WHAT YOU SHOULD DO: Among the entries below, how many lines have the string "place" in them? Only the number should be given.

─── ENTRIES SHOWN

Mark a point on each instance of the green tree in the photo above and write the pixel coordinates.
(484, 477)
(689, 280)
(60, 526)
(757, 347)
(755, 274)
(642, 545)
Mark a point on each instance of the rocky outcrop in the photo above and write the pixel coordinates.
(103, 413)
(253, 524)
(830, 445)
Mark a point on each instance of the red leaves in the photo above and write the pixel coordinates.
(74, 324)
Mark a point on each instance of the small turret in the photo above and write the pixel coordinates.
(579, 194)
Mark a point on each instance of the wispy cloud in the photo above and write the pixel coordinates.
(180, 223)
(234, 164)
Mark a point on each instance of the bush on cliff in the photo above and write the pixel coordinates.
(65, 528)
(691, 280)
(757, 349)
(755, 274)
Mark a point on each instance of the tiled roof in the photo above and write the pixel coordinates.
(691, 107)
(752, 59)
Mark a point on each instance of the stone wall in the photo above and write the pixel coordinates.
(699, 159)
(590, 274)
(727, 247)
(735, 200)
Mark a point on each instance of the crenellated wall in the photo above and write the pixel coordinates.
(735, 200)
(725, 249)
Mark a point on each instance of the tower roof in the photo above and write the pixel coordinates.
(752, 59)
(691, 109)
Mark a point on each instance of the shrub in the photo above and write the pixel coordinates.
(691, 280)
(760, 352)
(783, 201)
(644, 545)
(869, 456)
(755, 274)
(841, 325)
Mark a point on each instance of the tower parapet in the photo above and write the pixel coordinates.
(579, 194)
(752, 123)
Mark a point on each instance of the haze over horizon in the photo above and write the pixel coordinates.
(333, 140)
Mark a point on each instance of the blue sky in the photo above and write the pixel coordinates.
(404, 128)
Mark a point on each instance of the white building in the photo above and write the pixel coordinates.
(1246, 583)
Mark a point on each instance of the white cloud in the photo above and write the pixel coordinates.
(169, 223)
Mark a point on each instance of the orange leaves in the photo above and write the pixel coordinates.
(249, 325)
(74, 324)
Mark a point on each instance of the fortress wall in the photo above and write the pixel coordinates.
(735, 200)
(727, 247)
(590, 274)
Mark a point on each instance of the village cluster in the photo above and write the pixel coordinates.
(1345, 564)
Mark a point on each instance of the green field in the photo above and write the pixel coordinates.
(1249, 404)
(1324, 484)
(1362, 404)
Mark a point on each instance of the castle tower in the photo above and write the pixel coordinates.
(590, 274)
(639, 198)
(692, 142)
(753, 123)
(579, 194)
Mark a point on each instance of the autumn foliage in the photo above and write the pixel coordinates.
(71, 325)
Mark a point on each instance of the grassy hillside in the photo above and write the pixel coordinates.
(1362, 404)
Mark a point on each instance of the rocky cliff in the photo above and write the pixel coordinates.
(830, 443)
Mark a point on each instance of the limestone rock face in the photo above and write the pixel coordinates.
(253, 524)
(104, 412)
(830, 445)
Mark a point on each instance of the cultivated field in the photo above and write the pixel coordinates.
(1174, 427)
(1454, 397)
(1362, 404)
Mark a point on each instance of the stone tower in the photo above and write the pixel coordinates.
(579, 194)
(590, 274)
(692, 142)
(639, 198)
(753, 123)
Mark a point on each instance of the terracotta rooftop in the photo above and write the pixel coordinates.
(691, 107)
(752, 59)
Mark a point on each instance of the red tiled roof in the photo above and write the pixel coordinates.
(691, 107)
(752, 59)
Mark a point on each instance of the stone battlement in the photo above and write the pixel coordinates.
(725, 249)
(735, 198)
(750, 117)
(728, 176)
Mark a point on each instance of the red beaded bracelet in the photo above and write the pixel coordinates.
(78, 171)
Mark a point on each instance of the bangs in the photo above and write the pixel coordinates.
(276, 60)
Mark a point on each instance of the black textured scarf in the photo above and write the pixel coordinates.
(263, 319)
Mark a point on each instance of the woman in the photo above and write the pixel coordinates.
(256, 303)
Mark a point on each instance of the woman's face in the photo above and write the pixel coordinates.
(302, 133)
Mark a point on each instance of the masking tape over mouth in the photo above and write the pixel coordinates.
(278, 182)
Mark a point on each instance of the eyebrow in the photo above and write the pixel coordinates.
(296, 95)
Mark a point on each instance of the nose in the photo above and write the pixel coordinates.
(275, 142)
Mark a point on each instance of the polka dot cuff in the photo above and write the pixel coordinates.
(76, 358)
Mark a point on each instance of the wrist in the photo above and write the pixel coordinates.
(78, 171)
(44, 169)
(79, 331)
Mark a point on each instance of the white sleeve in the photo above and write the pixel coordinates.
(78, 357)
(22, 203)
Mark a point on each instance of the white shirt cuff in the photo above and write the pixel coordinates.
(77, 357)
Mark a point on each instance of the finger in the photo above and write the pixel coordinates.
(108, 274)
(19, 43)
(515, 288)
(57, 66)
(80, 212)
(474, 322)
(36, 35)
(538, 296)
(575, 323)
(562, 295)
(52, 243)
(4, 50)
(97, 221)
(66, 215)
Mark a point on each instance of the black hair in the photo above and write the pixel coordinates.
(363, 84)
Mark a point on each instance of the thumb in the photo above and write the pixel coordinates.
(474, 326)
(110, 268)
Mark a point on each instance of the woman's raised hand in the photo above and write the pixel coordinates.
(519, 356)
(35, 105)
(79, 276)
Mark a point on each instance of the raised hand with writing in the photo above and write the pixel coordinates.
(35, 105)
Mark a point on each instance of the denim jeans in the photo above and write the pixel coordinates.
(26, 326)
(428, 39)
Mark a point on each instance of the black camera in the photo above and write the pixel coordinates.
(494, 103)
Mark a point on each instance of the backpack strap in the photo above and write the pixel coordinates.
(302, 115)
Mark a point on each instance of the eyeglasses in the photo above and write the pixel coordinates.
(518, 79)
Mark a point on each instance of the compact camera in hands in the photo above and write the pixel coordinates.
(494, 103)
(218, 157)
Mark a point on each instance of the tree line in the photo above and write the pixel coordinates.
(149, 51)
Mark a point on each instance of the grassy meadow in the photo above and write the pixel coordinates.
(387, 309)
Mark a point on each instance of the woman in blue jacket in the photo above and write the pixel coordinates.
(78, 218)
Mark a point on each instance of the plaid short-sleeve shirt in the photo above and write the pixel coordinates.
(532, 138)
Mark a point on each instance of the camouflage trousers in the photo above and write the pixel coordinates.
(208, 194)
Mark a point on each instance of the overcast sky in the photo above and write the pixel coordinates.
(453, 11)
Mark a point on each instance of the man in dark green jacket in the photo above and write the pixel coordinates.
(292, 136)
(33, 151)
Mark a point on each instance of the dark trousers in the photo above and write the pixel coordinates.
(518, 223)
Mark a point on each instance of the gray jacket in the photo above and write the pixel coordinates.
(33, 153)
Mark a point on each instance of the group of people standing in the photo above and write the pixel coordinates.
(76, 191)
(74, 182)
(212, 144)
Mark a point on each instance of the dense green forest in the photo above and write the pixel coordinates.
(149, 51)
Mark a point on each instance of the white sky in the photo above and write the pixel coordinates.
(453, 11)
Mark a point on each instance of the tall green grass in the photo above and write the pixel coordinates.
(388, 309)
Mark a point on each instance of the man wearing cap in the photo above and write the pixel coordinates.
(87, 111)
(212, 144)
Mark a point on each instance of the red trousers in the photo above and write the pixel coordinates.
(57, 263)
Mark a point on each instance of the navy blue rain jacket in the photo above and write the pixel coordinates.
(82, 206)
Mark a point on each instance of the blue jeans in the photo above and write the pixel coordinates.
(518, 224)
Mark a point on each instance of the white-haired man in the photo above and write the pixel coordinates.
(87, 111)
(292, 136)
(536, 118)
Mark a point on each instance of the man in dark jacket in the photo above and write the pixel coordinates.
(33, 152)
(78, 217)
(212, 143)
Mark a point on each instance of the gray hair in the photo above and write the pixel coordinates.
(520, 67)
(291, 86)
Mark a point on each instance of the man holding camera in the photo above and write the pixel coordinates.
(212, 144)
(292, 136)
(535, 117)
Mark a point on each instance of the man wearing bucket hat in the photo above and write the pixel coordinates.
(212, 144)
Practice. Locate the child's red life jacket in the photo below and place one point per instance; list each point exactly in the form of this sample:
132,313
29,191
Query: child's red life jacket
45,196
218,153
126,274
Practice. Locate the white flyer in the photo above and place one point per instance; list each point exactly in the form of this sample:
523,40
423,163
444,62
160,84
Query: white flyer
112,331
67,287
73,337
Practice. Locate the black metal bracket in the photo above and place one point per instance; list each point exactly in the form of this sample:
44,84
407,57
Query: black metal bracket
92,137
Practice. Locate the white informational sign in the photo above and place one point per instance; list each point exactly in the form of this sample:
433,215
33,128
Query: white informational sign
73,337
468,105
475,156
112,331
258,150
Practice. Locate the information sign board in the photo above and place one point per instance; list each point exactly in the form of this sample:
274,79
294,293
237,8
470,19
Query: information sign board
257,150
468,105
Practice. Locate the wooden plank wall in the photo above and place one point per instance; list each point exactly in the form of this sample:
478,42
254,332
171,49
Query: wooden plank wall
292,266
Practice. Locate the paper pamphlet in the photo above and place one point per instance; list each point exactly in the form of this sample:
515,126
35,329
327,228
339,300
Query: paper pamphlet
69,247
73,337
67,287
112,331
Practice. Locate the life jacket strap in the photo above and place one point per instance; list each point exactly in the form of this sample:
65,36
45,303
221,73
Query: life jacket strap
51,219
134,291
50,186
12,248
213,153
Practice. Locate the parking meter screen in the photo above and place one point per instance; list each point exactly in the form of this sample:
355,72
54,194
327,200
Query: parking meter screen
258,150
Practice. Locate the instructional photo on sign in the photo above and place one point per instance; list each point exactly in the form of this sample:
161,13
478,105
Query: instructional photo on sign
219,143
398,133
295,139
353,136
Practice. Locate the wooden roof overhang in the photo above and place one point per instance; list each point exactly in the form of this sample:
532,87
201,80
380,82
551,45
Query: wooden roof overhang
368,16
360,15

──────

ANSWER SECTION: 11